This animation will provide a visual comparison on how daily rainfall changes for each month, across the years.
Show the code
# Adjusted plot code without geom_area
p_combined_simple <- ggplot(combined_data,
aes(x = Day,
y = Daily_Rainfall_Total_mm,
group = interaction(Month, Year),
color = Year)) +
geom_line(aes(linetype = Month)) +
facet_wrap(~Year, ncol = 1) +
labs(title = "Daily Rainfall in July and December by Year: Day {frame_along}",
x = "Day of the Month",
y = "Rainfall (mm)",
color = "Year",
linetype = "Month") +
theme_minimal() +
guides(color = guide_legend("Year"), linetype = guide_legend("Month"))
# Simplify the animation using transition_reveal for Day
animated_plot_simple <- p_combined_simple +
transition_reveal(Day) +
ease_aes('linear')
# Render the animation
animate(animated_plot_simple, nframes = 31, fps = 5, width = 800, height = 600)
The infographics had reported that the Intensity and frequency of heavy rain fall events is expected to increase as the world gets warmer.
From the visualisations above, in general, there are visibly more rain days in December relative to July over the years.
However, there seems to be no substantial increase in the intensity of heavy rain events. For example, we can see that the highest recorded daily rainfall event occured in December 1983 at 164.4 mm. However, this level of intensity has not been surpassed in subsequent years.
Additionally, the volume of rainfall for both July and December 2023 is the least within the 5 years.
This further challenges the claim that the intensity and frequency of heavy rainfall events is expected to increase as the world gets warmer.
3.2 One-way Anova test on Daily Rainfall for the same month, by year
The infographics had reported that the Intensity and frequency of heavy rain fall events is expected to increase as the world gets warmer.
Our visualisations in the previous section have showed otherwise.
We can validate this statistically and examine if there are any significant statistical differences between the daily rainfall for each July, and each December, across the five years.
First, we will need to ascertain the nature of the distribution, and see if it is normal or non-normal distributed.
We can first visualise the distribution of daily rainfall using ridgeline plots, using the code below.
Show the code
ggplot(July_data,
aes(x = Daily_Rainfall_Total_mm,
y = Year)) +
geom_density_ridges(
scale = 3,
rel_min_height = 0.01,
bandwidth = 3.4,
fill = lighten("#7097BB"),
alpha = 0.6,
color = "white"
) +
scale_x_continuous(
name = "Daily Rainfall (mm)",
expand = c(0, 0)
) +
scale_y_discrete(name = NULL, expand = expansion(add = c(0.2, 2.6))) +
theme_ridges() +
labs(title = "Distribution of the Daily Rainfall for July (1983-2023)")
Show the code
ggplot(December_data,
aes(x = Daily_Rainfall_Total_mm,
y = Year)) +
geom_density_ridges(
scale = 3,
rel_min_height = 0.01,
bandwidth = 3.4,
fill = lighten("#7097BB"),
alpha = 0.6,
color = "white"
) +
scale_x_continuous(
name = "Daily Rainfall (mm)",
expand = c(0, 0)
━━━━━━━━━━━━━━━━
Short exercise A: Set down the passage of the rainfall excerpt between "First, we will" and "the code below.", inclusive, keeping every character as it stands.
Short exercise B: Rewrite the records from the line containing "Find the dam" through the end of the records, both included, changing "drop" to "place" and leaving everything else untouched. Give back only those lines.
━━━━━━━━━━━━━━━━
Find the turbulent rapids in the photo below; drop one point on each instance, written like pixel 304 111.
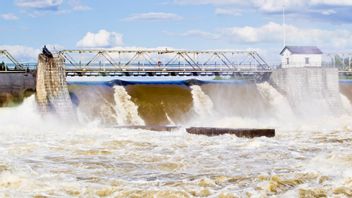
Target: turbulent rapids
pixel 309 157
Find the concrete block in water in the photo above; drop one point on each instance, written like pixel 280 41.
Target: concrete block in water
pixel 150 128
pixel 247 133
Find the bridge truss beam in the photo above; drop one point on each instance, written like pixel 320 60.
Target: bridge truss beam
pixel 162 61
pixel 6 54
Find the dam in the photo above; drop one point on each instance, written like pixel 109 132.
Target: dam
pixel 308 156
pixel 143 87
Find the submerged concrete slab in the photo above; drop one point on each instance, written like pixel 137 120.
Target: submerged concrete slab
pixel 150 128
pixel 247 133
━━━━━━━━━━━━━━━━
Exercise response A:
First, we will need to ascertain the nature of the distribution, and see if it is normal or non-normal distributed.
We can first visualise the distribution of daily rainfall using ridgeline plots, using the code below.

Exercise response B:
Find the dam in the photo above; place one point on each instance, written like pixel 109 132.
Target: dam
pixel 308 156
pixel 143 87
Find the submerged concrete slab in the photo above; place one point on each instance, written like pixel 137 120.
Target: submerged concrete slab
pixel 150 128
pixel 247 133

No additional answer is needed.